[What you have to do]: Every entry must be repeated exactly. Exclude all pictures.

— BEGIN Available data —

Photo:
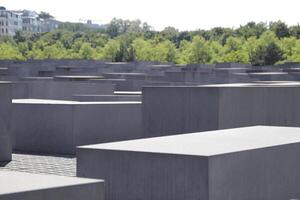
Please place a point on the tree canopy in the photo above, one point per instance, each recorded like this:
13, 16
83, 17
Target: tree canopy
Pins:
125, 40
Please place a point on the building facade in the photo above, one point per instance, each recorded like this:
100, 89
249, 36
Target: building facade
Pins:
10, 22
24, 20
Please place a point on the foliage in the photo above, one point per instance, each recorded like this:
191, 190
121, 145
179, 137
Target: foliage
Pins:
125, 40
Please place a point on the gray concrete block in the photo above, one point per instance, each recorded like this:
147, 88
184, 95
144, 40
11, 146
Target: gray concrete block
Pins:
107, 97
230, 164
59, 126
5, 120
176, 110
58, 90
23, 186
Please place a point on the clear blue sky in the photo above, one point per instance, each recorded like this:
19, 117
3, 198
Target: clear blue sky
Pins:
182, 14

— END Available data —

[Exercise result]:
Photo:
Please place a point on the tree canopy in the photo above, one point per instance, each recorded like this:
13, 16
83, 17
Target: tree canopy
Pins:
125, 40
Please place a point on the building facade in the photo above, one point per instance, each recorded like this:
100, 89
249, 36
Target: building facade
Pins:
10, 22
24, 20
Please place a point on the foliage in the photo above, one point per instance, each recorded like this:
191, 190
121, 145
179, 137
Target: foliage
Pins:
125, 40
Please place a point on the gray concrete block in the photo above, one point per instance, each recorded like this:
147, 88
184, 95
144, 40
11, 146
Target: gray concrete block
Pins:
107, 97
230, 164
59, 126
5, 120
176, 110
58, 90
23, 186
Please place a point on the clear blue sky in the photo above, one point per instance, each recorded like this:
19, 117
3, 198
Target: clear blue sky
Pins:
182, 14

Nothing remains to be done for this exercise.